» CONSEGNA: Trasforma tutte le righe qui sotto in un elenco numerato, omettendo quelle vuote.

★ ★ ★ ★ ★ ★ ★

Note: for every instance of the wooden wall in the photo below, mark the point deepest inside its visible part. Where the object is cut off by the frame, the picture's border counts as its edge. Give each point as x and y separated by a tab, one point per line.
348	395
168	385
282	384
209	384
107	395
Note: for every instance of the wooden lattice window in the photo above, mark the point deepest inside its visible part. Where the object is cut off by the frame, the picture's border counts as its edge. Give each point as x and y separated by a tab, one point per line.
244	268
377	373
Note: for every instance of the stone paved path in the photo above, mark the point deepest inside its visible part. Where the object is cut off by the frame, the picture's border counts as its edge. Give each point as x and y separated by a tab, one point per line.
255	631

★ ★ ★ ★ ★ ★ ★

» RISULTATO:
1. Note: for every instance of the wooden wall in the photo below, mark the point deepest inside its visible part. Where the object is cut off by the frame, the picture's border counts as its edge. Give each point as x and y separated by a tab, one point per line.
2. 348	395
3. 168	385
4. 282	384
5. 209	384
6. 107	395
7. Note: for every instance of the wooden lattice window in the photo above, mark the point deepest inside its visible part. Where the object is cut off by the frame, the picture's border counts as its edge. Give each point as x and y separated by a tab, one point per line.
8. 244	268
9. 377	373
10. Note: for every instance of the stone paved path in the photo above, mark the point deepest inside its visible part. Where the object is cut off by the frame, the picture's border counts as its edge. Give each point as x and y separated by a tab, one point per line.
11. 255	631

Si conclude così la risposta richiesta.